— start Exercise material —
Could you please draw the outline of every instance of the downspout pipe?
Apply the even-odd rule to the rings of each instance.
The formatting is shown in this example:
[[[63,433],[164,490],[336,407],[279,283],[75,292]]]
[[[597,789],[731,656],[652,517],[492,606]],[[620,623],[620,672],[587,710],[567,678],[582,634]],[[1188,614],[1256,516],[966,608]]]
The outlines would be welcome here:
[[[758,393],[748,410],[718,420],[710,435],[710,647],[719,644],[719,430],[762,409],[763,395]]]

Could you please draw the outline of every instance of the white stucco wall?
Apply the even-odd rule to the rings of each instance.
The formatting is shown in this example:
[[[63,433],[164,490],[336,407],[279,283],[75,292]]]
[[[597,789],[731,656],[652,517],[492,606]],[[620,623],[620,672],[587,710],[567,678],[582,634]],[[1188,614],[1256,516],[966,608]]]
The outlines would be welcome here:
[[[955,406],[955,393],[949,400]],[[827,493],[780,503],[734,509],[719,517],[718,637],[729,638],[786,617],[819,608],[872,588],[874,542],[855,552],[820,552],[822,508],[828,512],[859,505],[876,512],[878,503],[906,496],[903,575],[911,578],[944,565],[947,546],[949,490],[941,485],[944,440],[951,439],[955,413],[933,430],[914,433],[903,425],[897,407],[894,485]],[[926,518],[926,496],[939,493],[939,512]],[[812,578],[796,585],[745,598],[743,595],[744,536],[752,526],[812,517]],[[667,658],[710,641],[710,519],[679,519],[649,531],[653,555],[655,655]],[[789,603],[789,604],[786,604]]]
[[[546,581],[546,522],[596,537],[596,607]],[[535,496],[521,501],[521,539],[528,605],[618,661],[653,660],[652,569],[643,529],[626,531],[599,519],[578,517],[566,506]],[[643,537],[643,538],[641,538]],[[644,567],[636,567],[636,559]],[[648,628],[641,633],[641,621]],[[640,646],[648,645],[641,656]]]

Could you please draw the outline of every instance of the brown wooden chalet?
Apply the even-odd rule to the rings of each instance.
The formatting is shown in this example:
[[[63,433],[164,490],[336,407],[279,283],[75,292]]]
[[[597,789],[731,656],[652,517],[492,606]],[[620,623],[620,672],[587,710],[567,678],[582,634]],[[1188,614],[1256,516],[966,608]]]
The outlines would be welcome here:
— end Exercise material —
Output every line of the rows above verbatim, from start to finish.

Could you please draw the outline of every instance of the downspout pipe?
Apply the even-odd rule to the rings of each instance.
The formatting is shown in this example:
[[[63,433],[164,490],[336,407],[279,283],[75,292]]]
[[[597,789],[731,656],[652,517],[492,606]],[[620,623],[620,672],[587,710],[567,678],[582,634]],[[1188,614],[1256,516],[966,608]]]
The outlines would be welcome here:
[[[758,393],[748,410],[718,420],[710,435],[710,647],[719,644],[719,430],[762,409],[763,395]]]

Could you please draw the outline of every instance of the white stucco wall?
Apply the even-odd rule to the rings of each instance.
The formatting is shown in this example:
[[[63,433],[164,490],[336,407],[279,283],[75,292]]]
[[[597,789],[731,656],[652,517],[492,606]],[[620,623],[620,672],[587,710],[567,678],[582,634]],[[1188,614],[1256,516],[966,608]]]
The outlines would be welcome here:
[[[955,406],[955,393],[949,400]],[[827,493],[780,503],[734,509],[719,517],[718,637],[729,638],[786,617],[819,608],[872,588],[874,542],[855,552],[820,552],[822,508],[828,512],[859,505],[876,512],[878,503],[906,496],[903,575],[911,578],[944,565],[947,546],[949,490],[941,485],[944,440],[951,439],[955,413],[933,430],[914,433],[903,425],[897,407],[894,485]],[[926,518],[926,496],[939,493],[939,512]],[[812,578],[796,585],[745,598],[743,595],[744,536],[752,526],[812,517]],[[667,658],[710,641],[710,519],[679,519],[649,531],[653,555],[655,655]],[[789,603],[789,604],[786,604]]]
[[[546,581],[546,522],[596,537],[596,607]],[[535,496],[521,501],[521,539],[528,605],[618,661],[653,660],[652,569],[643,529],[626,531],[599,519],[578,517],[566,506]],[[643,537],[643,538],[641,538]],[[644,567],[636,567],[636,559]],[[648,628],[641,633],[641,621]],[[640,646],[648,645],[641,656]]]

Could you please draw the outline of every instance of the brown wooden chalet?
Apply the even-odd rule to the rings of each instance.
The formatting is shown in this example:
[[[63,433],[164,490],[336,407],[279,283],[75,292]]]
[[[597,789],[731,656],[652,517],[492,606]],[[620,623],[620,672],[587,710],[567,678],[582,634]],[[1188,614],[1256,516],[966,608]]]
The outlines would be welcome here:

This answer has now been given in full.